In January of 2018, at 28 years old with a bachelor’s degree in engineering and a great job in a great city, I decided to do a complete 180 and serve with the men and women who defend our country. I recently completed basic training and airborne school in the Army.
The purpose of basic training is, in essence, to create a team - Team USA if you will. To do so, they (being ‘the military’) must take what are primarily young, immature kids, many of whom have no concept of a team, and get them to a place where they put the needs of others - their battle buddies - ahead of their own. The Army’s method for doing this involves healthy doses of screaming in your face, crawling in mud/sand, pushups, sit-ups, and the list goes on but the common denominator is negative reinforcement.
When I was in basic training, I was the leader of my platoon and it was my job to manage the 30 other guys in the platoon and pass down information from the drill sergeants. I found that managing this group of people was comparable to herding cats. There were constantly arguments to be put out, bad attitudes to be dealt with, and changes in circumstances to adapt to.
But as time went on, I learned a few valuable lessons about how to be a good leader and manager. From resolving conflict and managing underperforming teammates, I’ve put together a list of lessons you can apply to your own lifestyle and leadership opportunities.
Resolving Conflict: Empathy vs. Aggression
I found that the best way to deal with any sort of conflict is first to understand both sides. Sometimes this isn’t possible, especially in the heat of the moment; I can’t tell you how many times in basic training I decided to yell at someone to get them moving, or to stop talking, or to pack up their gear, but once things calmed down a little, I always made an effort to reach out and see if I could understand the other person's point of view, and also explained why I did what I did. Sometimes this ended up being an apology on my end, but the biggest benefit was that it kept the team together.

• **DATA EXCERPT**
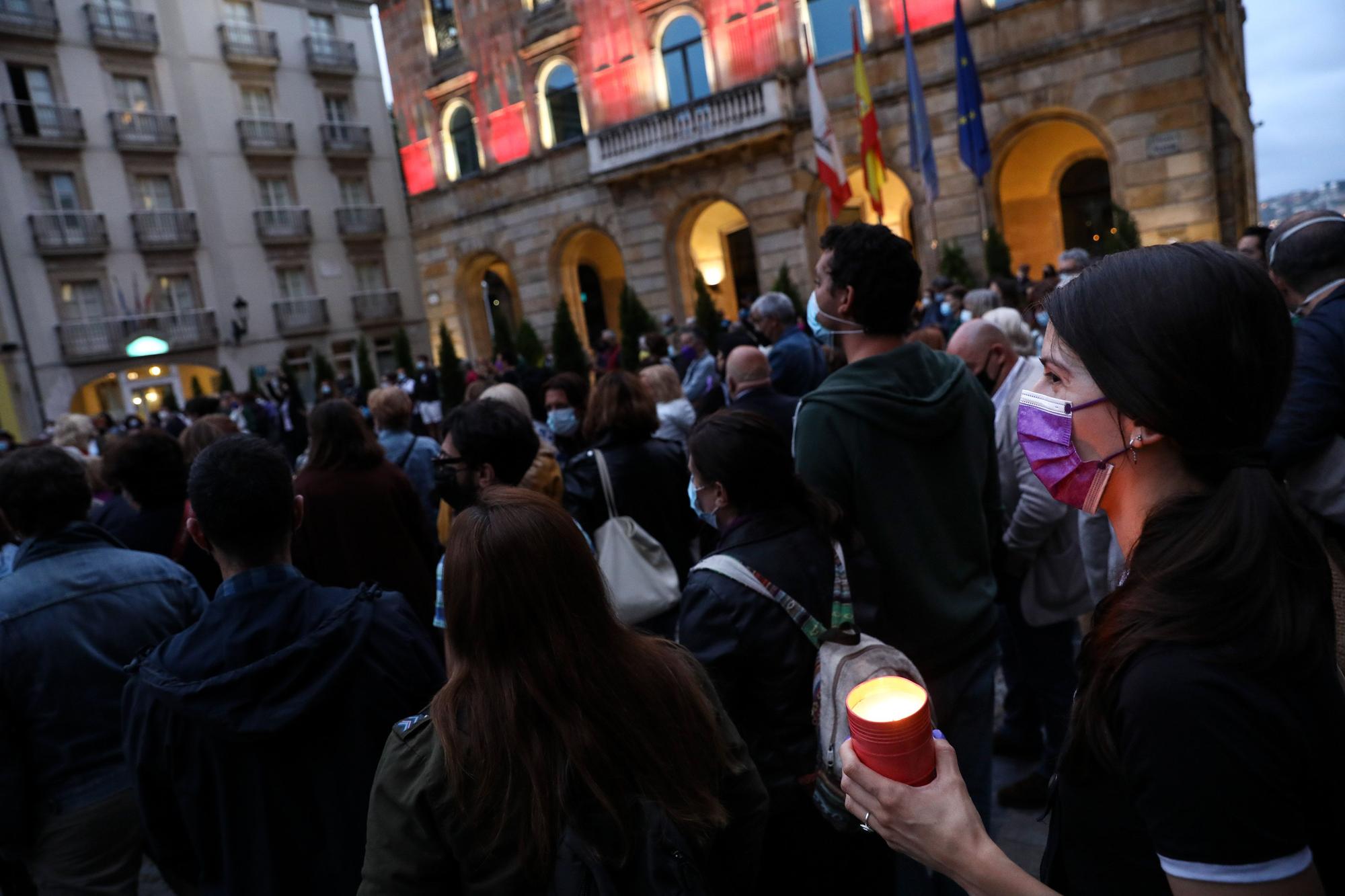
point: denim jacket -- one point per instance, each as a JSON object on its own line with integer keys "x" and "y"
{"x": 77, "y": 608}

• **WHAT YOU NEED TO DO**
a) In the essay on Army basic training, what common denominator does the writer identify in the Army's methods for building a team?
b) Return the passage of the essay on Army basic training starting with "But as time" and going on through "and leadership opportunities.".

• **ANSWERS TO THE TASKS**
a) Negative reinforcement.

b)
But as time went on, I learned a few valuable lessons about how to be a good leader and manager. From resolving conflict and managing underperforming teammates, I’ve put together a list of lessons you can apply to your own lifestyle and leadership opportunities.